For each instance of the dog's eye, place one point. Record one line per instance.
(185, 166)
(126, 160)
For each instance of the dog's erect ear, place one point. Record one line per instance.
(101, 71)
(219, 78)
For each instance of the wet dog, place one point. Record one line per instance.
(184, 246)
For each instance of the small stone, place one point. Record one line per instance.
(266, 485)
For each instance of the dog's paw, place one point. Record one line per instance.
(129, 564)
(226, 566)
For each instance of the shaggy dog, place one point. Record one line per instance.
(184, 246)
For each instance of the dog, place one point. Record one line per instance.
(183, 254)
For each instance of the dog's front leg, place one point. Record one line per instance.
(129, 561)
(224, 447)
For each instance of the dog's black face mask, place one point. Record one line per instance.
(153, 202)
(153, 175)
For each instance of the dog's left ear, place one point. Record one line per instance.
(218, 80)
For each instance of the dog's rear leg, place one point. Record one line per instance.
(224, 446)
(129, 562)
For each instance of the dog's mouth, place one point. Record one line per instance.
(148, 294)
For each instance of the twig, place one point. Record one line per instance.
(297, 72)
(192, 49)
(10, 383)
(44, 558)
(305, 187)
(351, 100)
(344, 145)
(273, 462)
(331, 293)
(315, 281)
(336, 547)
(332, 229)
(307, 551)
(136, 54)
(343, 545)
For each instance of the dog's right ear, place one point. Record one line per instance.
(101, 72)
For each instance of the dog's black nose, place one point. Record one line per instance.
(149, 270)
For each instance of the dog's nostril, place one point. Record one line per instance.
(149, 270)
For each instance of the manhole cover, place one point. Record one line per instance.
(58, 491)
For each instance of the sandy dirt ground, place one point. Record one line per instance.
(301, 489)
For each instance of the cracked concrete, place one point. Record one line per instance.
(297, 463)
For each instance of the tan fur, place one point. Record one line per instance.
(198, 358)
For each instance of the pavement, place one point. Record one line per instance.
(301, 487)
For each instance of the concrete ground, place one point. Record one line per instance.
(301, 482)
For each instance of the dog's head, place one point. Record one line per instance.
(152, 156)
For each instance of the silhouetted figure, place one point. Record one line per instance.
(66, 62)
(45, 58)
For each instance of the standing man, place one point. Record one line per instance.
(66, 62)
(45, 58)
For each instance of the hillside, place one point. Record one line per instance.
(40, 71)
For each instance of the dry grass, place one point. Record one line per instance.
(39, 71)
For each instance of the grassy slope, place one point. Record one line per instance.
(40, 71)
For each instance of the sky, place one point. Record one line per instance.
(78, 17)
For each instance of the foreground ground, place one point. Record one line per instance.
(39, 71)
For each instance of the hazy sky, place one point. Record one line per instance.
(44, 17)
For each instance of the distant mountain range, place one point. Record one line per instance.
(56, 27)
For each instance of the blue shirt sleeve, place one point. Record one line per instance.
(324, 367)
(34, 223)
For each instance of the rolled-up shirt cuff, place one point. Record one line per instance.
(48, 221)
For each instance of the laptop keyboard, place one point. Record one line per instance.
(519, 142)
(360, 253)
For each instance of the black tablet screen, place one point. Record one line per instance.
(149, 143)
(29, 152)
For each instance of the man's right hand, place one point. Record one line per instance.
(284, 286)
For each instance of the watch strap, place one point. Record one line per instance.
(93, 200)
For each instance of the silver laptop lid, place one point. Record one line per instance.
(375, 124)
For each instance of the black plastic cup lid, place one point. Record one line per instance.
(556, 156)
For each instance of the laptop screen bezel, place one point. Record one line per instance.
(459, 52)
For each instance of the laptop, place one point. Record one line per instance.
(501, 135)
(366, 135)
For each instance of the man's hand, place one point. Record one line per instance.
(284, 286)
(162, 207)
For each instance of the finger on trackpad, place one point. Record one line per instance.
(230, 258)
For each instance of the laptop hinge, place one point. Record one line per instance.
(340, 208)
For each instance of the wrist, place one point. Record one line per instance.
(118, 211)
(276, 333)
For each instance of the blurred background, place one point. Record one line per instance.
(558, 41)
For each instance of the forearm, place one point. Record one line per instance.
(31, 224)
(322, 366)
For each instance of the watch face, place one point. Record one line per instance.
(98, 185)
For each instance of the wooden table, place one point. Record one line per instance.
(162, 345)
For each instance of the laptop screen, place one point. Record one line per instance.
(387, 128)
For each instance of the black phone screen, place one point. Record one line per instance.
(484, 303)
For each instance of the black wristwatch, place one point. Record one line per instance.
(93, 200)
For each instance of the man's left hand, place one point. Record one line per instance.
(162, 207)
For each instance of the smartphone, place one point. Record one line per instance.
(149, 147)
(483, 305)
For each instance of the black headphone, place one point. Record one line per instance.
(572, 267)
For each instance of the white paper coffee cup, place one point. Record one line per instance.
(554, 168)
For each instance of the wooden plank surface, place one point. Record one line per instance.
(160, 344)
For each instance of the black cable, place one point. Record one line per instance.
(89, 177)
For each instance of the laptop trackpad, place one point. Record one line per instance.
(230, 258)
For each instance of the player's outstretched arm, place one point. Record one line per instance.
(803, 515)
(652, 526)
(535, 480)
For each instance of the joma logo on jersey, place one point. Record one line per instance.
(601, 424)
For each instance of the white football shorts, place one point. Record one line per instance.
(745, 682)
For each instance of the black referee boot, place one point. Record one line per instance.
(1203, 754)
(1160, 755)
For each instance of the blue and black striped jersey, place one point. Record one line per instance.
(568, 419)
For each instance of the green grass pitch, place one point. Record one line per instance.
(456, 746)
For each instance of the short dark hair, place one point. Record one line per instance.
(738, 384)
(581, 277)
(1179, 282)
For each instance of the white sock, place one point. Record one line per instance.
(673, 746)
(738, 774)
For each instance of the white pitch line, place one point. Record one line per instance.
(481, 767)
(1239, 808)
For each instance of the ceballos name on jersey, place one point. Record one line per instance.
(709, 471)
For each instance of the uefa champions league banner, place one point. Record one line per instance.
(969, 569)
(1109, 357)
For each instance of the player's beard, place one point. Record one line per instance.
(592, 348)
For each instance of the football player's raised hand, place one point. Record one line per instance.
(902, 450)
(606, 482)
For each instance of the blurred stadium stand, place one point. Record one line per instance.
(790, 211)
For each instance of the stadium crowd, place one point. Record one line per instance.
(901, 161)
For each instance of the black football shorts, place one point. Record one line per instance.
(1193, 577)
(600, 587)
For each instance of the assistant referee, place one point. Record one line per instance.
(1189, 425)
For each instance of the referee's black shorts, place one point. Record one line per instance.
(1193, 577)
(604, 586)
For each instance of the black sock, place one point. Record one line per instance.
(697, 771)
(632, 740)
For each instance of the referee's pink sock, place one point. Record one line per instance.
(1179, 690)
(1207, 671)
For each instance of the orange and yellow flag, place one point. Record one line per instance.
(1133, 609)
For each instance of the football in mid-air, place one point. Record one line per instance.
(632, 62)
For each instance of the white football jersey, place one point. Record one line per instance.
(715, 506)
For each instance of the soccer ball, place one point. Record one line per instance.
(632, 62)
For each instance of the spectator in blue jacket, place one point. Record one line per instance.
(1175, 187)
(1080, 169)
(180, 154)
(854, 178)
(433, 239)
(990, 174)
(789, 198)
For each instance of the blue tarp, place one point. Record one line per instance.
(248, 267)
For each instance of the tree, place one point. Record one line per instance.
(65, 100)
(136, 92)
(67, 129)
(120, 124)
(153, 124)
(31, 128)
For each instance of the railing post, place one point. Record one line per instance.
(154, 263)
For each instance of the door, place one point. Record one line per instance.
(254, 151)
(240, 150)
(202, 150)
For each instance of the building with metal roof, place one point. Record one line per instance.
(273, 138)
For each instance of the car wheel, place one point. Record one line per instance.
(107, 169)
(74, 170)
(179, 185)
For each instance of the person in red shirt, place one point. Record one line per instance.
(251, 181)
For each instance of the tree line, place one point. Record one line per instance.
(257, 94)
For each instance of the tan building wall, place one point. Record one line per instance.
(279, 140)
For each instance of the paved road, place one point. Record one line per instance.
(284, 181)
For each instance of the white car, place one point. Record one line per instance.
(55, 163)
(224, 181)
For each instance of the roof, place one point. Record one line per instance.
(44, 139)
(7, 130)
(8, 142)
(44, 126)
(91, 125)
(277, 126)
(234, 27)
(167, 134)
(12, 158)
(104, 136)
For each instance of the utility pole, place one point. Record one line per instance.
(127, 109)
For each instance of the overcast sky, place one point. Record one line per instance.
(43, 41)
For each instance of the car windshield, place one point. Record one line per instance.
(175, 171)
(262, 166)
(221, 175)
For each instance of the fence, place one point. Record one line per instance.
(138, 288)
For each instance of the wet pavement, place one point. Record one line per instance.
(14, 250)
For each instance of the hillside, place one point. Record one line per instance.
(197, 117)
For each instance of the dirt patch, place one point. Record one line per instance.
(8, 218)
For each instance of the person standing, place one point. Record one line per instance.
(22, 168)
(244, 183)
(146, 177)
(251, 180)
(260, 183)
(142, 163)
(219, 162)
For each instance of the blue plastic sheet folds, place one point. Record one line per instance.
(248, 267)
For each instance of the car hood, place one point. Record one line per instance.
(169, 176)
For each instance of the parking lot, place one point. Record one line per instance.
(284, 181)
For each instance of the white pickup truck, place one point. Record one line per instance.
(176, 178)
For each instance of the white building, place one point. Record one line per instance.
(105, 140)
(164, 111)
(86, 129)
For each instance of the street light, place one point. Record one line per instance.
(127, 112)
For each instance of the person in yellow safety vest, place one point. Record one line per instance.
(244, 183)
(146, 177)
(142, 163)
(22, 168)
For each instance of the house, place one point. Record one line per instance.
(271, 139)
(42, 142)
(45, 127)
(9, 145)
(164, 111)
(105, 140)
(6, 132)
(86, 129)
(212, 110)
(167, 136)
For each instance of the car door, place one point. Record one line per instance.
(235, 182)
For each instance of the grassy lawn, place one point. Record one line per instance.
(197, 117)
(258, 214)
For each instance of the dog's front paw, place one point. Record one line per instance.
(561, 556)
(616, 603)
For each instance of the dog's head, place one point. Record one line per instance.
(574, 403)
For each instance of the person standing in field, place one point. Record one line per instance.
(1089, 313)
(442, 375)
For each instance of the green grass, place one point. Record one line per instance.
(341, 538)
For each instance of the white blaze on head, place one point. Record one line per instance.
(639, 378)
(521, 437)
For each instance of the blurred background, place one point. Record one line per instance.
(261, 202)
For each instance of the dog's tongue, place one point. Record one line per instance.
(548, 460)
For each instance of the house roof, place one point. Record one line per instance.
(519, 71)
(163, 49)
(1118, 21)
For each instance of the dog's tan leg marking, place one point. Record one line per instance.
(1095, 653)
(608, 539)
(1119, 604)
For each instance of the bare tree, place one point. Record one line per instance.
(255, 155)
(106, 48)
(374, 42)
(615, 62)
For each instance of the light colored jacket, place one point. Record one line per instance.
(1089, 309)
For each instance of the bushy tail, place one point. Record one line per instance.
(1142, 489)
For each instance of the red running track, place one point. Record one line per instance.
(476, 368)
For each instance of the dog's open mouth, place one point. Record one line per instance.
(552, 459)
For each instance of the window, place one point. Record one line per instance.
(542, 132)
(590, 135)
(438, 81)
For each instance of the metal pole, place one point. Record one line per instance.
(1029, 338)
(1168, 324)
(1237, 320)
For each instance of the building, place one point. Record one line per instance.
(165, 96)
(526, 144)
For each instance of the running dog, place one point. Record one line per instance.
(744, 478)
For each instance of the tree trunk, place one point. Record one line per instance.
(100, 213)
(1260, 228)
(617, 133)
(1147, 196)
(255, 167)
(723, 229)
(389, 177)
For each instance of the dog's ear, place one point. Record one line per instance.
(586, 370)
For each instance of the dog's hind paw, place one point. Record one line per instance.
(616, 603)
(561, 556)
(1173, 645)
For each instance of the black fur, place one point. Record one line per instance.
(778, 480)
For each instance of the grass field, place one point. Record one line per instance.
====================
### TASK DESCRIPTION
Everything from the line with "For each instance of the window, place" to the end of the listing above needs to be duplicated exactly, both end lines included, with nothing more.

### YOUR RESPONSE
For each instance of the window, place one point. Record one line per instance.
(542, 132)
(590, 135)
(438, 81)
For each instance of the metal pole, place one point. Record one line per instance.
(1029, 338)
(1168, 324)
(1237, 320)
For each instance of the building, place one point. Record one line per instance.
(165, 96)
(526, 144)
For each instance of the running dog, place one point. Record one line per instance.
(744, 478)
For each instance of the tree trunk, place one point. Record one line per instance.
(100, 213)
(1260, 228)
(617, 133)
(1147, 196)
(255, 167)
(723, 229)
(389, 177)
For each instance of the dog's ear, place one point. Record one line per instance.
(586, 370)
For each instance of the dog's hind paw, place one point. Record one line per instance.
(616, 603)
(561, 556)
(1173, 645)
For each instance of the black fur, place one point. Record one line per instance.
(778, 480)
For each instance of the grass field, place one point. Record one line per instance.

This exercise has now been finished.